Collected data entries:
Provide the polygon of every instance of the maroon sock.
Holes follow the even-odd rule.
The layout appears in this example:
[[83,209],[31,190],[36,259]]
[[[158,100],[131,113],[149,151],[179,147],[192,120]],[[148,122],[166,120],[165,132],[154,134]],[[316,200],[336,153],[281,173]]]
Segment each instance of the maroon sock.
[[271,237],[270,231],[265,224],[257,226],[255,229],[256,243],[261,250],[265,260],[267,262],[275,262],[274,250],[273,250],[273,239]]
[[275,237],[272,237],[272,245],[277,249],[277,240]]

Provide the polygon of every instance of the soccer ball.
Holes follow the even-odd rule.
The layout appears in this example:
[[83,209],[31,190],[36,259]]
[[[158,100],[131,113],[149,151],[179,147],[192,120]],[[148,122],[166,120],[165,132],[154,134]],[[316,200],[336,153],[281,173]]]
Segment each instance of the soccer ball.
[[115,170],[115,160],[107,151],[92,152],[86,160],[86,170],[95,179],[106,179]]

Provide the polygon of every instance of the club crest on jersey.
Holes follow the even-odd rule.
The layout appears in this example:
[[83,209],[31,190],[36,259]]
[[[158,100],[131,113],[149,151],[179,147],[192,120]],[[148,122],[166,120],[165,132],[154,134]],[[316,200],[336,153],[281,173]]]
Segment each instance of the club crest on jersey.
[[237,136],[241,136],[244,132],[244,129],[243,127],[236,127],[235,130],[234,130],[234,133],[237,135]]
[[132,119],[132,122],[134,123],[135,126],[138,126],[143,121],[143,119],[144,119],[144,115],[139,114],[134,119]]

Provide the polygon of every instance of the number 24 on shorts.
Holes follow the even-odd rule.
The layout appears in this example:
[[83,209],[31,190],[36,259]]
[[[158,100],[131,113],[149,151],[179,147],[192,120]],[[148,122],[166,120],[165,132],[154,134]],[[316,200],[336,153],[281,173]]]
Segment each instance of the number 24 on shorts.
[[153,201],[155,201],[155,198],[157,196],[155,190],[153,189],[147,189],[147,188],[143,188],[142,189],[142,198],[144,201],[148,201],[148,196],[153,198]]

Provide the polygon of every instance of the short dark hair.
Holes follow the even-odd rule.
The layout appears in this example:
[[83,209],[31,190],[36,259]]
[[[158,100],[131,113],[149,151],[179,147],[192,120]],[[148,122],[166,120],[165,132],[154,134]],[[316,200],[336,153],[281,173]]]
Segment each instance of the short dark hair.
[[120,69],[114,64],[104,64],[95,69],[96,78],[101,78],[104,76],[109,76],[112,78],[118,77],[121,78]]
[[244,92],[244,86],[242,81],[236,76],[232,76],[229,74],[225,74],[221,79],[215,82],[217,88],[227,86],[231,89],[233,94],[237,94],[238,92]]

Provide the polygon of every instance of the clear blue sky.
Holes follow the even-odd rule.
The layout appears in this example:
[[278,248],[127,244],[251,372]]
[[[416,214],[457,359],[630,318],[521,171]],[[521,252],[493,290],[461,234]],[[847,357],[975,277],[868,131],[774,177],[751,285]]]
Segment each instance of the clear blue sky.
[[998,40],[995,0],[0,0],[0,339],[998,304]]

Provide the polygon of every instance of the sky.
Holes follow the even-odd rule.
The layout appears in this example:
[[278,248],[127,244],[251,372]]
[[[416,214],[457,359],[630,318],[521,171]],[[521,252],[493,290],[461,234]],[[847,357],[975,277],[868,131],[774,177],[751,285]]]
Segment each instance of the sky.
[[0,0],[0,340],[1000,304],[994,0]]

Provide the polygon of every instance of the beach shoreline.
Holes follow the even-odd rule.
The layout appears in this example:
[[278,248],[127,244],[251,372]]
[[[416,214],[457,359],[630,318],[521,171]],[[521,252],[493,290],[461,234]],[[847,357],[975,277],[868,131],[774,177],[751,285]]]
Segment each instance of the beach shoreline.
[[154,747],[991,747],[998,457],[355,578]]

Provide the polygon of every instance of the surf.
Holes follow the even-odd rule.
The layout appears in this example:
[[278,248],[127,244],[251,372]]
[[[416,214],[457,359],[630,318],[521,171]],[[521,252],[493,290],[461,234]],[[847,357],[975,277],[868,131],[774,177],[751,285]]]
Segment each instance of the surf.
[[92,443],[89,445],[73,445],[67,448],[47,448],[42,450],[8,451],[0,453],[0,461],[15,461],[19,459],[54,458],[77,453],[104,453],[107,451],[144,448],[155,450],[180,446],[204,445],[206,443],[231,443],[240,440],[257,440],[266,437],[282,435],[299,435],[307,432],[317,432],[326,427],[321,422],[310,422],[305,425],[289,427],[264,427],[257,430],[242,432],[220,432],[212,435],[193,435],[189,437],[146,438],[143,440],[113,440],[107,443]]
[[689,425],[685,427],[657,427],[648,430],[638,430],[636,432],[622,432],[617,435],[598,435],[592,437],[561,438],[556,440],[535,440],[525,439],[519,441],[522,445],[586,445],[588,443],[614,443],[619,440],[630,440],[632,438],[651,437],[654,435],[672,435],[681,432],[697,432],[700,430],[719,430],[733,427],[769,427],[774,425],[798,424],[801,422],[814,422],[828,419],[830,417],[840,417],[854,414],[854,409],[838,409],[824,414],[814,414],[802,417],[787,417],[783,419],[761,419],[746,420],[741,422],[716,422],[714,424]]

_PROBLEM TO SOLVE:_ Find every line in the records above that contains the word "polygon", and copy each one.

_ANSWER SECTION:_
Provide the polygon of every instance of the maroon sock.
Provide the polygon of every instance of the soccer ball.
Provide the polygon of every instance of the club crest on jersey.
Provide the polygon of every instance of the number 24 on shorts.
Provide the polygon of every instance of the short dark hair.
Provide the polygon of every instance of the clear blue sky.
Provide the polygon of every instance of the sky.
Provide the polygon of every instance of the beach shoreline.
Provide the polygon of every instance of the surf.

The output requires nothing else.